— REQUIREMENTS —
Update the records below by replacing every "Positions" with "Coordinates", leaving all other text unchanged.

— DATASET EXTRACT —
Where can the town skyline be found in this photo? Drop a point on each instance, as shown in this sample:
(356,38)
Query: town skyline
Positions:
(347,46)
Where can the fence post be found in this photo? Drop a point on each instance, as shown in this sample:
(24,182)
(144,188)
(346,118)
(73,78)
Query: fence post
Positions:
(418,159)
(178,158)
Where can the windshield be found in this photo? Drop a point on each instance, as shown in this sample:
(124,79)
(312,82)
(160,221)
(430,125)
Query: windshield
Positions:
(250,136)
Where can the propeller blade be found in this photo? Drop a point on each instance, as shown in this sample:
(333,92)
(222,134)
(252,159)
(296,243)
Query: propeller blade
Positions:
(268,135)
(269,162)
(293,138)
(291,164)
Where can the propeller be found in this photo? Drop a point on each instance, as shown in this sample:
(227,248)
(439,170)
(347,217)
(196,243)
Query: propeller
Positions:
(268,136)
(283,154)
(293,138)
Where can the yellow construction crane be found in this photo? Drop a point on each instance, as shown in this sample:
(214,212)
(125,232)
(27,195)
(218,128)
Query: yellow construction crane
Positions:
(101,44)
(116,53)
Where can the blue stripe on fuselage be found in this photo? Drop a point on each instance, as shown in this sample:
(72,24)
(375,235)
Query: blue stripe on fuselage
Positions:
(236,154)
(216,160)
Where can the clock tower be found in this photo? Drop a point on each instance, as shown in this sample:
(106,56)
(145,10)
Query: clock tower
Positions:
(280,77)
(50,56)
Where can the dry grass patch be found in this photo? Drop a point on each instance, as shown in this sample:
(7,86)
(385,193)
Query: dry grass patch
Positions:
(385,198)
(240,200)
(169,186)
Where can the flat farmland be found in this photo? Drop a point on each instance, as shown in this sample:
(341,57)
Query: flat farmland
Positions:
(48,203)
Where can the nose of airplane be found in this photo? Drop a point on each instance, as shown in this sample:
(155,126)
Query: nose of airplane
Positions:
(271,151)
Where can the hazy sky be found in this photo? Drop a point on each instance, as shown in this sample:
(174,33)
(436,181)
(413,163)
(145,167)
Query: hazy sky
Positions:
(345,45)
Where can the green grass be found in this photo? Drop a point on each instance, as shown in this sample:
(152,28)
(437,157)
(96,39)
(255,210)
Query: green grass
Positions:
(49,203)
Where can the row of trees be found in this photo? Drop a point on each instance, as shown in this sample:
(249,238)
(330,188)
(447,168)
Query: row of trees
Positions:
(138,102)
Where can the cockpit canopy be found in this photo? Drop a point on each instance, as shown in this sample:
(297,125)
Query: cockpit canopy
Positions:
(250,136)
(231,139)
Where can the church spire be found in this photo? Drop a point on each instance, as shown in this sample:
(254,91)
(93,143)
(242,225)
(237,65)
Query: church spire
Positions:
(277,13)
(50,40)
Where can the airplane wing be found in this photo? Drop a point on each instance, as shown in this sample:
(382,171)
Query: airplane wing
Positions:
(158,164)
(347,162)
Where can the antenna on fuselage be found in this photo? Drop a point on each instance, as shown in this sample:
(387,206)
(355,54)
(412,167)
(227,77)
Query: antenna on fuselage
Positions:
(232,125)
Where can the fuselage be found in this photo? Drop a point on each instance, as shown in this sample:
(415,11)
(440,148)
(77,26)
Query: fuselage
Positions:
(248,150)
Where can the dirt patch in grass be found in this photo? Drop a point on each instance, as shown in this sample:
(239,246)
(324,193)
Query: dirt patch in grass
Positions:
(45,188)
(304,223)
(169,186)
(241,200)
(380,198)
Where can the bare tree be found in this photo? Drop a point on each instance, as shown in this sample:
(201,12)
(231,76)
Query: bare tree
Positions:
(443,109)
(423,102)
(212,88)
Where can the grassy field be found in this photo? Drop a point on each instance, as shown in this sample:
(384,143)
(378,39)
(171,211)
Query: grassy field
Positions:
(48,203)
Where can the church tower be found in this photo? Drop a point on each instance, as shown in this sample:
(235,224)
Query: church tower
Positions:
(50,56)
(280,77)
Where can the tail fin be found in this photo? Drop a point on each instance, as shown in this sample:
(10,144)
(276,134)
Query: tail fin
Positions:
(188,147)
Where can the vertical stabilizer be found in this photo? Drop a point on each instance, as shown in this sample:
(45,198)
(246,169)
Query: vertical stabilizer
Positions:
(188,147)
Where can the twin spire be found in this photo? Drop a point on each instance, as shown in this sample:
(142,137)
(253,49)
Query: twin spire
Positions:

— EXERCISE OUTPUT —
Where can the town skyline be found in this photo? Drop a point on each instance, as shown in this sample:
(356,38)
Query: town skyline
Coordinates:
(347,46)
Where can the fence post be found in this photo? Drop a point on each instance, as shown in this sample:
(24,182)
(144,188)
(346,118)
(73,78)
Query: fence post
Coordinates:
(418,159)
(178,158)
Where can the windshield be found in this photo? Drop a point on each instance, as shown in this sample:
(124,79)
(312,82)
(160,221)
(430,125)
Query: windshield
Coordinates:
(250,136)
Where can the propeller blade be found in this photo? Drop a point on each instance, as shown in this sample:
(333,92)
(222,134)
(252,159)
(296,243)
Query: propeller blade
Coordinates:
(268,135)
(269,162)
(293,138)
(291,164)
Where can the propeller be found in this photo? Drop a point on each instance, as shown in this sample:
(227,248)
(439,170)
(347,217)
(196,243)
Query: propeller
Coordinates:
(268,136)
(283,154)
(293,138)
Where can the yellow construction crane be found in this photo? Drop a point on each instance, as shown in this sample:
(214,212)
(125,232)
(27,195)
(218,128)
Query: yellow construction crane
Coordinates:
(101,44)
(116,53)
Where can the blue stripe on fuselage be found in this photo? Drop a point on each instance, as shown in this sample:
(72,24)
(375,235)
Query: blue stripe on fuselage
Coordinates:
(236,154)
(216,160)
Where can the clock tower be found in this photo? Drop a point on each instance, as shown in this sample:
(106,56)
(145,10)
Query: clock tower
Coordinates:
(280,77)
(50,56)
Where can the dry grass patch be found in this photo? Drop a point on each instance, as shown in this sample:
(7,86)
(385,193)
Query: dry grass patch
Coordinates:
(385,198)
(240,200)
(169,186)
Where can the flat farmland be found in this photo? Drop a point on each instance, as shown in this sample:
(341,57)
Query: flat farmland
Coordinates:
(48,203)
Where can the nose of airplane be found in this photo? Drop a point on each instance, as shown in this sample:
(155,126)
Query: nose of airplane
Coordinates:
(271,151)
Where can the hazy sky be found in this photo? Drop a point on each instance, as shown in this sample:
(174,33)
(436,181)
(413,163)
(145,167)
Query: hazy sky
Coordinates:
(345,45)
Where can the green grass be found in this photo? Drop a point on each instance, as shown in this sample:
(152,28)
(437,157)
(96,39)
(255,210)
Query: green grass
Coordinates:
(49,203)
Where can the row of trees be found in this photo? Drop a point on each instance, as shown in this sample:
(249,238)
(330,188)
(447,168)
Query: row of trees
Coordinates:
(138,102)
Where can the cockpit canopy be found in this photo? Drop a point on each instance, as shown in this sample:
(297,125)
Query: cockpit canopy
Coordinates:
(250,136)
(231,139)
Where can the church spire be found in this photo? Drop a point on each instance, as shown in this sample:
(254,91)
(93,143)
(242,225)
(237,65)
Query: church spire
Coordinates:
(277,13)
(50,40)
Where can the airplane wing be found in this photo? Drop a point on each instance, as shown in this sample:
(382,171)
Query: airplane wing
Coordinates:
(158,164)
(347,162)
Where can the antenna on fuselage be found in this photo? Drop a point on each instance, as shown in this sample:
(387,206)
(355,54)
(412,167)
(227,77)
Query: antenna on fuselage
Coordinates:
(232,125)
Where can the fuselage be found in this photo? Drop a point on each instance, as shown in this sample:
(415,11)
(440,148)
(77,26)
Query: fuselage
Coordinates:
(248,150)
Where can the dirt patch in grass be found in this photo? Drop a point on each instance, as shown in this sample:
(239,246)
(324,193)
Query: dirt patch in grass
Coordinates:
(45,188)
(304,223)
(169,186)
(241,200)
(380,198)
Where can the bare tree be found in this photo? Drop a point on each instance, as shown in this sample:
(201,12)
(231,76)
Query: bare tree
Coordinates:
(443,109)
(423,102)
(212,88)
Where can the grassy field be found in this photo? Drop a point on each instance, as shown in this sample:
(384,143)
(378,39)
(171,211)
Query: grassy field
Coordinates:
(48,203)
Where can the church tower be found in this photo? Drop a point on each instance, as shown in this sample:
(235,224)
Query: church tower
Coordinates:
(50,56)
(280,77)
Where can the tail fin be found in this photo? Drop a point on each instance, as shown in this sample:
(10,144)
(276,134)
Query: tail fin
Coordinates:
(188,147)
Where can the vertical stabilizer be found in this photo? Drop a point on each instance, as shown in this sample:
(45,198)
(246,169)
Query: vertical stabilizer
Coordinates:
(188,147)
Where can the twin spire be found in this photo? Drop a point on each instance, as shown in this sample:
(142,137)
(253,49)
Query: twin spire
Coordinates:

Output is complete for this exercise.